What is required:
Everything in the records should be repeated exactly, down to the last character.

-- Provided information follows --

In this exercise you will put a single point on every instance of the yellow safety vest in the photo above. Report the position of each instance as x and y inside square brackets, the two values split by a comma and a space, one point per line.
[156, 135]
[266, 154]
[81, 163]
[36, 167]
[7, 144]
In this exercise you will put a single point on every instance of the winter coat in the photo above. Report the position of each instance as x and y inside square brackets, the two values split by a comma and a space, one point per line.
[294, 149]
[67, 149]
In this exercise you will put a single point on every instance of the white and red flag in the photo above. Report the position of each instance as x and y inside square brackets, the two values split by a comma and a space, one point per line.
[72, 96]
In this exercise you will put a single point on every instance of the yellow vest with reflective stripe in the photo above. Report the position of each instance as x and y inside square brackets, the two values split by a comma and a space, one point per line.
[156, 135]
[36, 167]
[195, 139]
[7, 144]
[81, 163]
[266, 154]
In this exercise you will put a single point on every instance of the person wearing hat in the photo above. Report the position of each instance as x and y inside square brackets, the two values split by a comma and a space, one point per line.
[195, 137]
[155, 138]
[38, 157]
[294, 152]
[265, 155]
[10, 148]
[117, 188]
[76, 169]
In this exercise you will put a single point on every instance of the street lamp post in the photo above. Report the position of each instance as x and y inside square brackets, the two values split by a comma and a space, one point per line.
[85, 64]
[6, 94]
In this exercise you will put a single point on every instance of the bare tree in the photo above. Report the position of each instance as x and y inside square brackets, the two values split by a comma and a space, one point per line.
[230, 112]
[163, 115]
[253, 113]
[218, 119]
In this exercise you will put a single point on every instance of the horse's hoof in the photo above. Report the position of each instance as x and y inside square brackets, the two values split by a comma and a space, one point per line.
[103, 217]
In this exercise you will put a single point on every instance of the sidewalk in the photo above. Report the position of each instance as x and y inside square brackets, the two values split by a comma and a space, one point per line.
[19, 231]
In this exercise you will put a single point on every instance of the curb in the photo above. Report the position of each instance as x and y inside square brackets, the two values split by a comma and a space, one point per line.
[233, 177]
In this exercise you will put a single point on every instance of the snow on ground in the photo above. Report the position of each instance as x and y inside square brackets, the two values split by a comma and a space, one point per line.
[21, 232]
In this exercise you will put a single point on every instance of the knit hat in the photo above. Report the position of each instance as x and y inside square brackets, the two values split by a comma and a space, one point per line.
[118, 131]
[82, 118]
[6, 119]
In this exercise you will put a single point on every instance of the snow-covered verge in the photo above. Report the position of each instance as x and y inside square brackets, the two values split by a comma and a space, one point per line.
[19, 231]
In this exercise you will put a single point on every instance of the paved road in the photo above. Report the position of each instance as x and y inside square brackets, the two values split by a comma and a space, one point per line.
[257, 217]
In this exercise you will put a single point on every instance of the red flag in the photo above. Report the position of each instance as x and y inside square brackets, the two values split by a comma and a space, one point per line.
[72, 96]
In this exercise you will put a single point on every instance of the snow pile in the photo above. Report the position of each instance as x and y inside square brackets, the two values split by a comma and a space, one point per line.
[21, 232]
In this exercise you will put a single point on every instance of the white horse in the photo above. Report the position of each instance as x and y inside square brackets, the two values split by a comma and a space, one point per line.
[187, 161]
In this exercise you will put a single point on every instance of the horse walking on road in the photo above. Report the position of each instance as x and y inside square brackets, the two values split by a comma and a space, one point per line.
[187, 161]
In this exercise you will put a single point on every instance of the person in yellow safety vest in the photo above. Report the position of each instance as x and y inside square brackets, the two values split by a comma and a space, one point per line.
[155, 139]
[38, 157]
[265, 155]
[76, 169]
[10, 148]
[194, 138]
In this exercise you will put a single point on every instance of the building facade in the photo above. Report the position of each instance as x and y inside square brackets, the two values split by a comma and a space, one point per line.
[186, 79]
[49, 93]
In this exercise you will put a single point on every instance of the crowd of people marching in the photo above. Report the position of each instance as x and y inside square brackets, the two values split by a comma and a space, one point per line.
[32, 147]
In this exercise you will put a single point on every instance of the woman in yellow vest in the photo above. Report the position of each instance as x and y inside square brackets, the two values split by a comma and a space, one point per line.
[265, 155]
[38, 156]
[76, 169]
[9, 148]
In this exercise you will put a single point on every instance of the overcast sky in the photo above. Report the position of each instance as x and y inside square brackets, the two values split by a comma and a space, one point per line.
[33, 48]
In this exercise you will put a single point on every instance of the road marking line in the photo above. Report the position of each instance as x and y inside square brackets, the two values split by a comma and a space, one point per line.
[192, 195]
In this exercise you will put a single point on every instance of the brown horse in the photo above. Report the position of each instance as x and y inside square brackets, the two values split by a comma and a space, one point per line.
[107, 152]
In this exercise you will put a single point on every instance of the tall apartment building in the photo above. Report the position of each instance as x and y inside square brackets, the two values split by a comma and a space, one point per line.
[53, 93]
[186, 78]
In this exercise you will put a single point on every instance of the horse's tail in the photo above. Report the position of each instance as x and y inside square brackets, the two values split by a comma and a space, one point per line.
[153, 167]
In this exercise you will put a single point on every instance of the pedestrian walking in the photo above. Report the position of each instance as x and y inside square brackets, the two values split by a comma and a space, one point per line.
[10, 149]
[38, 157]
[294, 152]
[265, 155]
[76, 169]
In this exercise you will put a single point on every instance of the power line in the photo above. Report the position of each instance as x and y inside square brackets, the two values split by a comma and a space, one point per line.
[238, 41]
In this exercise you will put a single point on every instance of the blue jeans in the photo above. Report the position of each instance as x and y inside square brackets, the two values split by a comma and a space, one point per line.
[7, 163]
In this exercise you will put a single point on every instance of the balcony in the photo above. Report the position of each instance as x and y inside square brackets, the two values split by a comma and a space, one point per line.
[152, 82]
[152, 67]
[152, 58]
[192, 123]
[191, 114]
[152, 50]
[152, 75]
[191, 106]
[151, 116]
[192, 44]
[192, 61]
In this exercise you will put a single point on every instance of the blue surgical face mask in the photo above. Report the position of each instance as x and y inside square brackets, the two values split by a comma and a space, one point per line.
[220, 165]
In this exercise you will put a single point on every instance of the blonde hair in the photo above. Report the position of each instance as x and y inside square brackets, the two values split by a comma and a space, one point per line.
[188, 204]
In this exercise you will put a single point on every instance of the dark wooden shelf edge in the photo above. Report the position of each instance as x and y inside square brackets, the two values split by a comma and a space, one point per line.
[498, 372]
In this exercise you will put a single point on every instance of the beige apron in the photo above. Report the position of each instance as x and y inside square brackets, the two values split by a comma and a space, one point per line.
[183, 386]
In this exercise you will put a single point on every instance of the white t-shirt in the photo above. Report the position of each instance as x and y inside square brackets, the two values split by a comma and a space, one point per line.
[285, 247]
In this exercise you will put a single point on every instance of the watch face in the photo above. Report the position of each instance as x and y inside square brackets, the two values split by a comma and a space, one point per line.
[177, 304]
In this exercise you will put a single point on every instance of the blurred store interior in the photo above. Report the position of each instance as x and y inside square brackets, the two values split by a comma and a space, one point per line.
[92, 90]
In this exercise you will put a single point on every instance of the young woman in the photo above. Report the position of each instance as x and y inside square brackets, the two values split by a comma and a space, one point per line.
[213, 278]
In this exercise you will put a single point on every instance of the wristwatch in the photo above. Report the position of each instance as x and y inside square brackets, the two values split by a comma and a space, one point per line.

-- Provided information concluded --

Reply to the exercise:
In this exercise you will put a single point on every instance of the yellow safety vest in the photo above. Report the position of each instance as x and y inside square brackets, the two values split by a comma and a space, one point per line.
[156, 135]
[266, 154]
[81, 163]
[36, 167]
[7, 144]
In this exercise you will put a single point on every instance of the winter coat in the photo above. Report the position of each instance as x and y inside square brackets, the two values split by a comma and a space, one point per line.
[294, 149]
[67, 149]
In this exercise you will put a single point on every instance of the white and red flag in the photo above. Report the position of each instance as x and y inside square brackets, the two values split by a comma and a space, one point per line.
[72, 96]
In this exercise you will put a single point on every instance of the yellow vest with reflective stripe in the photo above. Report the position of each instance as x and y inside square brackets, the two values split by a comma and a space, one point per line.
[156, 135]
[36, 167]
[195, 139]
[7, 144]
[81, 163]
[266, 154]
In this exercise you will put a single point on every instance of the person wearing hat in the photo above. Report the position of each instance as x and y inside square brackets, the two values split by a comma and a space, one point per line.
[195, 137]
[155, 138]
[38, 157]
[294, 152]
[265, 155]
[10, 148]
[117, 188]
[76, 169]
In this exercise you will put a single point on every instance of the street lamp post in the photo above. Report the position of each instance as x and y inside square brackets, the two values split by a comma and a space, one point per line.
[85, 64]
[6, 94]
In this exercise you will put a single point on every instance of the bare tree in the photo above. Report the position of each instance as x and y inside square brackets, the two values split by a comma and a space, one point per line.
[230, 112]
[163, 115]
[253, 113]
[218, 119]
In this exercise you will put a single point on every instance of the horse's hoof in the photo above. Report the position of each instance as x and y inside square brackets, the two values split by a comma and a space, one point per line.
[103, 217]
In this exercise you will put a single point on every instance of the sidewalk in the photo above. Report the position of each instance as x and y inside square brackets, the two values split by a comma and a space, one point per line.
[19, 231]
In this exercise you will put a single point on every instance of the curb in the photo above. Report the position of each instance as x and y inside square brackets, the two values split by a comma and a space, one point per line.
[233, 177]
In this exercise you will put a single point on every instance of the snow on ground in the photo above. Report the position of each instance as x and y inside square brackets, the two values split by a comma and a space, one point per line.
[21, 232]
In this exercise you will put a single point on every instance of the knit hat in the photo above. Report the position of each instance as x and y inside square brackets, the two values split by a comma and a space, one point per line.
[118, 131]
[82, 118]
[6, 119]
In this exercise you will put a single point on every instance of the snow-covered verge in the photo above. Report the position of each instance as x and y inside square brackets, the two values split by a comma and a space, one point per line.
[19, 231]
In this exercise you will put a single point on every instance of the paved road in the photo above. Report the position of each instance as x and y inside square brackets, the two values split by a comma and a space, one point per line.
[257, 217]
In this exercise you will put a single point on every instance of the red flag in the photo above. Report the position of each instance as x and y inside square brackets, the two values split by a comma and a space, one point per line.
[72, 96]
In this exercise you will put a single point on every instance of the snow pile in the photo above. Report the position of each instance as x and y inside square brackets, the two values split by a comma and a space, one point per line.
[21, 232]
In this exercise you will put a single point on every instance of the white horse in the photo above. Report the position of each instance as x and y inside square brackets, the two values split by a comma and a space, one point per line.
[187, 161]
In this exercise you will put a single point on every instance of the horse walking on road in the photo above. Report the position of each instance as x and y inside square brackets, the two values split by a comma and a space, one point per line.
[187, 161]
In this exercise you will put a single point on every instance of the person in yellow safety vest in the photo above. Report the position of each instance as x and y inside square brackets, the two values split by a comma and a space, one point per line.
[155, 139]
[38, 157]
[265, 155]
[76, 169]
[10, 148]
[194, 138]
In this exercise you will put a single point on every instance of the building facade in the photo above. Report the position of each instance as x and y inside square brackets, the two values split by a comma and a space, one point per line.
[186, 79]
[49, 93]
In this exercise you will put a single point on every instance of the crowd of people marching in the photo above. Report the position of each instance as x and y inside square brackets, the two values split by a comma and a space, one point per line.
[32, 147]
In this exercise you will put a single point on every instance of the woman in yellow vest in the photo above. Report the position of each instance as x and y inside square brackets, the two values split by a comma and a space, one point per line.
[265, 155]
[38, 156]
[76, 169]
[9, 148]
In this exercise you will put a single point on every instance of the overcast sky in the photo above. Report the position of each instance as x and y inside square brackets, the two values split by a comma and a space, one point per line.
[33, 48]
In this exercise you will put a single point on every instance of the road marking line in the photo above. Report the position of each instance as x and y inside square brackets, the two values split by a comma and a space, one point per line.
[192, 195]
In this exercise you will put a single point on every instance of the brown horse in the photo above. Report the position of each instance as x and y inside square brackets, the two values split by a comma and a space, one point per line.
[107, 152]
In this exercise you will put a single point on every instance of the tall apartment building in the photo above. Report the position of each instance as x and y inside square brackets, the two values split by a comma and a space, one point per line.
[53, 93]
[186, 78]
In this exercise you will put a single point on every instance of the horse's tail in the photo above. Report the position of each instance as x and y inside square brackets, the two values split by a comma and a space, one point per line.
[153, 167]
In this exercise you will put a single point on every instance of the pedestrian walking in the photo above. Report the position of each instance as x and y inside square brackets, the two values split by a comma and a space, one point per line.
[10, 149]
[38, 157]
[294, 152]
[265, 155]
[76, 169]
In this exercise you will put a single point on every instance of the power line in the photo above. Report the position of each instance as x and y inside square brackets, the two values split by a comma and a space, one point per line.
[238, 41]
In this exercise you will put a single point on every instance of the blue jeans in the photo above. Report the position of each instance as x and y inside square brackets, the two values split by a comma and a space, one point per line.
[7, 163]
In this exercise you will put a single point on every instance of the balcony in the photo above. Report the position of each instance as x and y inside square brackets, the two values split by a comma and a space, one point per line.
[152, 82]
[152, 67]
[152, 58]
[192, 123]
[191, 114]
[152, 50]
[152, 75]
[191, 106]
[151, 116]
[192, 44]
[192, 61]
In this exercise you will put a single point on every instance of the blue surgical face mask in the photo above. Report the position of each instance as x and y inside square brackets, the two values split by a comma and a space, one point per line.
[220, 165]
In this exercise you will put a single point on every instance of the blonde hair in the photo above. Report the position of each instance as x and y inside square brackets, the two values split by a comma and a space, one point per line.
[188, 204]
In this exercise you will put a single point on every instance of the dark wooden shelf edge in the photo above. Report the position of each instance as x and y inside square brackets, the two values split by a comma and a space, one point per line.
[498, 372]
In this exercise you will put a single point on every instance of the beige apron in the photo above. Report the position of each instance as x and y inside square brackets, the two values split by a comma and a space, one point per line.
[183, 386]
In this exercise you will put a single point on every instance of the white t-shirt in the photo above. Report the position of each instance as x and y inside square brackets, the two values split by a comma and a space, one point per line.
[285, 247]
In this exercise you will put a single point on every instance of the watch face in the photo above. Report the position of each instance as x and y inside square brackets, the two values split by a comma and a space, one point per line.
[177, 304]
In this exercise you will put a single point on every instance of the blurred store interior in the photo above. Report the position of each instance as x and y inside square brackets, the two values split by a comma and a space, one point per line.
[92, 90]
In this exercise you will put a single point on every instance of the young woman in the photo above. Report the position of each instance as x and y inside square brackets, the two values split by a comma and a space, one point per line.
[213, 278]
In this exercise you will put a single point on every instance of the wristwatch in the photo above. Report the position of each instance as x and y inside square brackets, the two values split by a comma and a space, one point per line.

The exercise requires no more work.